WHAT IS ASKED
Pick out each row below that contains the word "construction", and copy those rows unchanged.

DATA FOR THE TASK
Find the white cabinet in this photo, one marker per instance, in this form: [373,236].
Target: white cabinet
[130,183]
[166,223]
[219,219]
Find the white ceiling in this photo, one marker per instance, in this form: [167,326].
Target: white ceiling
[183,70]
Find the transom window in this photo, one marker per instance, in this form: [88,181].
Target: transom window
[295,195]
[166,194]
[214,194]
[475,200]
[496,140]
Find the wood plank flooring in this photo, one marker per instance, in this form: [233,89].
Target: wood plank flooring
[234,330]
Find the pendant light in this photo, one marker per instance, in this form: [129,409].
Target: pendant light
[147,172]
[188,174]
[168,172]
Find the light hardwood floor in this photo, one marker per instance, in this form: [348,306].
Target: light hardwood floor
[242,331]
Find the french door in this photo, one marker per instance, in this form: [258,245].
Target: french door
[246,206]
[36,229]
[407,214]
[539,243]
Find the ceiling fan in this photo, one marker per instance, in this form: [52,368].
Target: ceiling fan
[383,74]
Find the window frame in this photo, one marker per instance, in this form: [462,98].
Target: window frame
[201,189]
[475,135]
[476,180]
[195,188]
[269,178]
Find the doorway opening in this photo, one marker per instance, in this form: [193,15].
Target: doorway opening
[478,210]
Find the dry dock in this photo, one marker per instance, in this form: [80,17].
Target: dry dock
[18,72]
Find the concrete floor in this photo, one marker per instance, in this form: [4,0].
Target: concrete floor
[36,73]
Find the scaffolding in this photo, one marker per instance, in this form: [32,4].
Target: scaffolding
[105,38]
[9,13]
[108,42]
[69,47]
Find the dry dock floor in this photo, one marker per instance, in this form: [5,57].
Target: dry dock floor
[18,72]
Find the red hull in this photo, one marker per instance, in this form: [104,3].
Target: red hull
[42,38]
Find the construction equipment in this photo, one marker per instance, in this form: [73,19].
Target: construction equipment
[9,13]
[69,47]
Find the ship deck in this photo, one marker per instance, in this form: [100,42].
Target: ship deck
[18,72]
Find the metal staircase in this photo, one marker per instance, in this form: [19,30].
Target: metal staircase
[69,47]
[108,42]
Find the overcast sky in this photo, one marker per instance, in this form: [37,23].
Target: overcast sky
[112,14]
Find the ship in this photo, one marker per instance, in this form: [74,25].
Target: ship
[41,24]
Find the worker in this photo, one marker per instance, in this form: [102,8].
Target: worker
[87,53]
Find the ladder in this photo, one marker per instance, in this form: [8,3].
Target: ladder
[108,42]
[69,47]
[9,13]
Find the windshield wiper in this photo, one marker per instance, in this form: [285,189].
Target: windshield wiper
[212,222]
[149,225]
...
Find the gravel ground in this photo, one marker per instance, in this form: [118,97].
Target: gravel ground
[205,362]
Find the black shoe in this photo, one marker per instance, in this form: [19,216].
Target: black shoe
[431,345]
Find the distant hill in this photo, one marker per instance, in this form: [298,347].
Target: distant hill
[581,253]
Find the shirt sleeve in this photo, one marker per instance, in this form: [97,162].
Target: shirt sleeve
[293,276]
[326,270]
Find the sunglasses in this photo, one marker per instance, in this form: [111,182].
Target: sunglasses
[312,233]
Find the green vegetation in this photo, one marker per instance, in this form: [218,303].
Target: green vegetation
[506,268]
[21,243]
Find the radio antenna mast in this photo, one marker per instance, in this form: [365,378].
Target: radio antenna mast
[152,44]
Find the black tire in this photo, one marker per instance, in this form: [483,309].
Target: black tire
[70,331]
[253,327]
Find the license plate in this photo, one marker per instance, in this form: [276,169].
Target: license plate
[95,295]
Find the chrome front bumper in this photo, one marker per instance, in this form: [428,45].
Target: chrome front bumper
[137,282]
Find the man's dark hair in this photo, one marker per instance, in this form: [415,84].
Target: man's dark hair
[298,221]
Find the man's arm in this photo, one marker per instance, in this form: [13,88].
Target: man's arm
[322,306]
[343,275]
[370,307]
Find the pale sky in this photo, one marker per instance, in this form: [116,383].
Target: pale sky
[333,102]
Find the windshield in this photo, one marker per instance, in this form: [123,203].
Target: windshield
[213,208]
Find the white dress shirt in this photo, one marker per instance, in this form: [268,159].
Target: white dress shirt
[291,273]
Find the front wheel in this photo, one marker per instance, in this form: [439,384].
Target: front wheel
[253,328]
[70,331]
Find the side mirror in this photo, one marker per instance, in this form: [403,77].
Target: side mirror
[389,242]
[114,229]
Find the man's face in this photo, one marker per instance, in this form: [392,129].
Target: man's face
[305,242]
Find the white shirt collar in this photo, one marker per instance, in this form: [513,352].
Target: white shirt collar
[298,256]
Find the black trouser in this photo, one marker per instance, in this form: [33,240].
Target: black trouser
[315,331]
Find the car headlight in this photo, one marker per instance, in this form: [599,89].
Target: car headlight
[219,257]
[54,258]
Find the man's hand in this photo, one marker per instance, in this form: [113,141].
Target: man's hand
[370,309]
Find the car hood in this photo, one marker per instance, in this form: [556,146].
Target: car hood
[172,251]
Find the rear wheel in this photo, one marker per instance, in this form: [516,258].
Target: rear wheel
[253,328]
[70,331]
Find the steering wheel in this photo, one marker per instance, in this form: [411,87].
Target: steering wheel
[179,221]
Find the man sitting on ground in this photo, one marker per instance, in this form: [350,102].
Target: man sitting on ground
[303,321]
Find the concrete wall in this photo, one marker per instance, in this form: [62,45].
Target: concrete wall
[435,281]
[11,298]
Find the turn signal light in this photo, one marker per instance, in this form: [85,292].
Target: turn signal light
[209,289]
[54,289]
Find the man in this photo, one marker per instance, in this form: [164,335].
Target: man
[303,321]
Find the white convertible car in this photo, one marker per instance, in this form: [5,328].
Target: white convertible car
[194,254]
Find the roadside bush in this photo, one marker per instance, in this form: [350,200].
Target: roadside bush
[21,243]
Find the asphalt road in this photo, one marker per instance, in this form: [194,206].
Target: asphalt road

WRITTEN ANSWER
Find the construction equipment in this photo, one marker per instance, in this form: [73,19].
Target: construction equipment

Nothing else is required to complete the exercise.